**QUÉ DEBES HACER:**
Retoma el texto sobre la creación de la revista y sigue escribiéndolo justo después de su última frase.

**TEXTO MOSTRADO:**
※ ※ ※

La creación de una revista insólita
Durante la huelga de las imprentas neoyorkinas en 1963 (que duró varios meses), el encuentro casual de Elizabeth Hardwick y Barbara Epstein dio lugar a una improvisada cena de matrimonios en el apartamento de la segunda. Hablaron de la sensación de nirvana en que vivían sin periódicos informando de los males del mundo y en especial del alivio que suponía no leer las penosas reseñas de libros que solía publicar la prensa los domingos.
Precisamente, Elisabeth Hardwick había publicado en Harper’s un artículo titulado «The Decline of Book Reviewing» en el que destrozaba las reseñas habituales por sus elogios planos, sus pobre objeciones, su brevedad y ligereza, su falta de implicación, pasión, carácter, excentricidad; su ausencia, en resumen, de auténtico tono literario. El declive de la crítica seria hacía que los libros se recibiesen con una actitud que ella comparaba a un tarro de miel.[1]
La evocación de aquel artículo en medio del silencio editorial provocado por la huelga les hizo ver a los cuatro amigos que estaban ante una ocasión única: o creaban ese añorado tipo de crítica o dejaban de quejarse para siempre. Se preguntaron qué ocurriría si saliese una revista sobre libros con artículos largos, argumentados, punzantes, vivos, profundos, reflexivos, atípicos, interesantes, libremente escritos, en clave literaria, por los mejores autores del país.
El relato que Jason Epstein publicaría en 2013 da deliciosos detalles sobre la puesta en marcha de aquella empresa insensata.[2] Coincidieron en que Robert B. Silvers, joven y brillante editor de Harper’s, era la persona idónea para dirigirla y se lo propusieron al día siguiente. Para su sorpresa, aceptó y además pidió a Barbara Epstein que fuese su coeditora.
Ese núcleo fundador de cinco personas iba a tener un largo recorrido. Jason Epstein fue, junto a su mujer, Barbara, y al matrimonio formado por Elizabeth Hardwick y Robert Lowell, el fundador de la revista. Robert B. Silvers y Barbara Epstein fueron los coeditores desde el inicio (1963) hasta la muerte de ella en 2006. Silvers seguiría como único (y ya mítico) editor hasta su propia muerte en 2017.
Lowell aportó 4.000 dólares de su bolsillo; además, hablaron con varias editoriales (que con la huelga se habían quedado sin soporte para anunciar sus novedades) y consiguieron de ellas 10.000 dólares en concepto de publicidad. Con ese presupuesto pudieron pagar la imprenta (en Bridgeport, pues querían salir mientras durase la huelga en Nueva York) y sus contactos les permitieron lograr un distribuidor que ubicaría la revista en las librerías universitarias.

※ ※ ※

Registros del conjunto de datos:
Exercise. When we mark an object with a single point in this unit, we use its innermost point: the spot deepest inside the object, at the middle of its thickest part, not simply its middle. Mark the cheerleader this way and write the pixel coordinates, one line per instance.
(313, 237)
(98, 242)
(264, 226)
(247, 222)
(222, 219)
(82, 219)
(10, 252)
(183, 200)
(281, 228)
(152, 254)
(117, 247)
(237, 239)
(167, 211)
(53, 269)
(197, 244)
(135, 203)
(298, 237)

※ ※ ※

**RESPUESTA DEL EJERCICIO:**
Silvers hizo la lista de unos cien escritores que le parecían excelentes, comprometidos con la literatura y con el espíritu crítico que echaban de menos en los reseñistas habituales. Entre ellos estaban Edmund Wilson, Wystan Auden, Isaiah Berlin, F.W. Dupee, Paul Goodman, Stuart Hampshire, Elisabeth Hardwick, Irving Howe, Alfred Kazin, Robert Lowell, Norman Mailer, Dwight Macdonald, Mary McCarthy, Victor Pritchett, Susan Sontag, William Styron, Gore Vidal y Robert Penn Warren.
Y en este punto hay que hacer un paréntesis en el relato de Epstein para subrayar los dos primeros elementos decisivos de la historia: cuatro amigos imaginan la nueva revista que quieren crear y establecen sus características. Nombran un director (el término que en castellano corresponde a esta acepción del editor inglés, el Editor-in-Chief), y es él, asesorado por quien le parece, el que elige al centenar de autores con los que quiere iniciar la publicación.
Aspecto fundamental: todo director de una revista o una editorial de alta calidad intenta conseguir a los mejores autores para su empresa. (Esto no rige, claro está, para las de orientación puramente comercial, donde solo se busca a los que más venden. No era el caso de la nueva revista objeto de este artículo, por lo que las empresas comerciales también las dejamos al margen de él). Por consiguiente, todo director editorial piensa que los mejores autores son los que a él le gustan. De su gusto dependerá, por tanto, el tipo de publicación al que se llegue, el tipo de público que la leerá y el juicio que ese público realice. Ese es el criterio, esa es la dinámica del proceso. En el origen es inevitable una selección dictada por el gusto personal.
Casi la mitad de los autores invitados aceptaron escribir en tres semanas (y sin cobrar) un artículo largo (3.000 palabras, unos diez folios) sobre un libro reciente con un enfoque crítico, riguroso, interesante y claro, es decir, lo que él mismo como autor considerase una crítica ideal. Del primer número se imprimieron y distribuyeron 100.000 ejemplares, que llegaron a las librerías poco antes de que acabase la huelga. Se vendieron todos.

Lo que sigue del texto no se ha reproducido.